_Excerpt to read:_

#####

Photo of Afghan child in Garmsir, courtesy of US Marine Corps and Wikimedia Commons


Reading a mystery, getting caught up in a setting along with suspense, I can't help but get hungry for the type of food being described.

And so here is food for thought for readers of Fear of Beauty who might feel the same way and are searching for recipes with pomegranates, saffron, lamb, carrots, raisins, yogurt, grains, grains, and many more, vegetables, fruit, nuts  and spices as ingredients. Here are a few links to recipes from Afghanistan from AfghanOnline.com and AsiaRecipe.com.

And Christi Qazi offers a reminder in Afghan-web.com to prepare for unexpected guests: "Guests are revered and even in families, people often just drop in with little or no notice and to not have food for them would be unheard of even in the most spur of the moment situations."

Photo of  Afghan feast in Jani Khel district by Fred W. Baker III, courtesy of US Department of Defense and Wikimedia Commons.

Friday, December 28


Literacy is essential.

“Literacy is a bridge from misery to hope. It is a tool for daily life in modern society. It is a bulwark against poverty, and a building block of development, an essential complement to investments in roads, dams, clinics and factories. Literacy is a platform for democratization, and a vehicle for the promotion of cultural and national identity. Especially for girls and women, it is an agent of family health and nutrition. For everyone, everywhere, literacy is, along with education in general, a basic human right.... Literacy is, finally, the road to human progress and the means through which every man, woman and child can realize his or her full potential.” ― Kofi Annan

Thursday, December 27

Women helping women

"Each of Afghanistan’s 34 provinces has a Women’s Affairs office... the front line in the Afghan government’s effort to advance women’s rights – and to fight violence against women.... For example, Human Rights Watch has heard of cases where, in provinces with no shelter for women fleeing violence (there are only 14 such shelters in all of Afghanistan) Women’s Affairs staff members have protected battered women in the staffers’ own homes, at great personal risk."
Maybe Sofi is reasonable to hide her teacher - and it's not a case of kidnapping after all. Afghan women can help other women, but only secretly.

Tuesday, December 25

Public prayer

Public prayer is treacherous territory for politicians, whether one offers a new sentiments or repeats a familiar verse. Prayer is laden with symbolism and emotion, and in public transforms into a message of persuasion. The audience may or may not agree, and the choice of words, tone, place can influence the prayer's reception.

#####

_Exercise:_
Say whether each statement agrees with the blog excerpt, answering yes or no and quoting the deciding words. (a) Afghanistan has 14 shelters for women fleeing violence. (b) Only some of Afghanistan's provinces have a Women's Affairs office. (c) The recipe links come from AfghanOnline.com and AsiaRecipe.com. Rely on the blog excerpt alone, without outside knowledge.

_Extracted information:_
#####

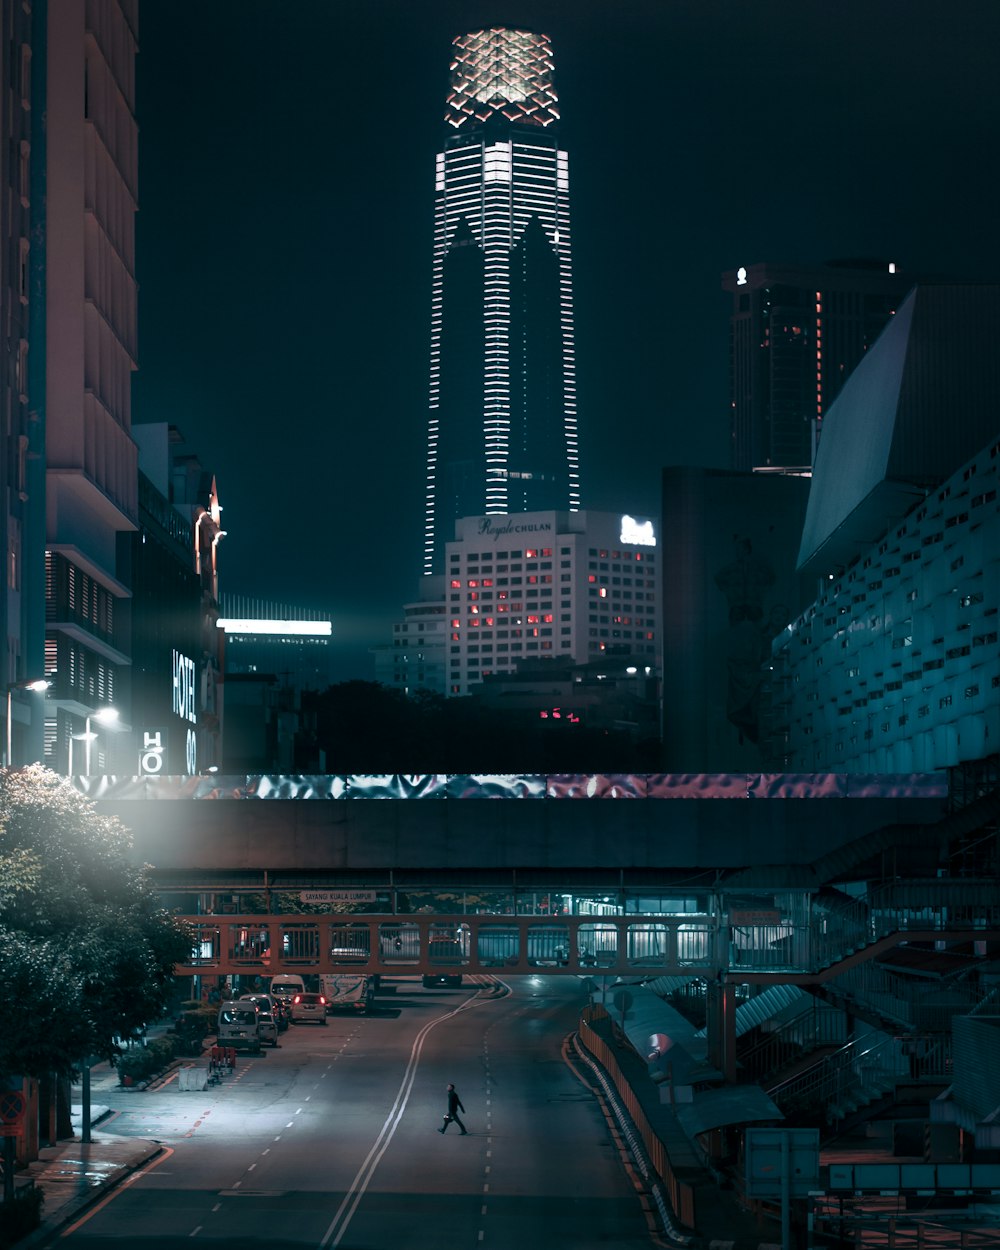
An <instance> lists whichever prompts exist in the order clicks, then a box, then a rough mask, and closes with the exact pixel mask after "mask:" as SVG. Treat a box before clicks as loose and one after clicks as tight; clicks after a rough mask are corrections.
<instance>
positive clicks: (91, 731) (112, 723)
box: [81, 707, 119, 776]
mask: <svg viewBox="0 0 1000 1250" xmlns="http://www.w3.org/2000/svg"><path fill="white" fill-rule="evenodd" d="M118 719H119V710H118V707H99V709H98V711H95V712H93V714H91V715H89V716H88V717H86V729H85V730H84V732H83V735H81V736H83V739H84V741H85V742H86V765H85V769H84V771H85V773H86V775H88V776H90V744H91V742H93V741H94V739H95V737H96V736H98V735H96V734H95V732H94V731H93V730H91V727H90V722H91V720H96V721H99V722H100V724H101V725H114V724H116V722H118Z"/></svg>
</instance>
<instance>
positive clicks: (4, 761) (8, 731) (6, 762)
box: [4, 677, 51, 769]
mask: <svg viewBox="0 0 1000 1250" xmlns="http://www.w3.org/2000/svg"><path fill="white" fill-rule="evenodd" d="M50 685H51V681H47V680H46V679H45V677H29V679H27V680H25V681H9V682H8V726H6V729H8V739H6V751H5V752H4V768H6V769H9V768H10V765H11V763H12V760H11V756H12V750H11V746H12V730H11V714H12V711H14V707H12V697H11V696H12V694H14V691H15V690H47V689H49V686H50Z"/></svg>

#####

_Completed task:_
(a) Yes: "there are only 14 such shelters in all of Afghanistan"
(b) No: "Each of Afghanistan’s 34 provinces has a Women’s Affairs office"
(c) Yes: "Here are a few links to recipes from Afghanistan from AfghanOnline.com and AsiaRecipe.com."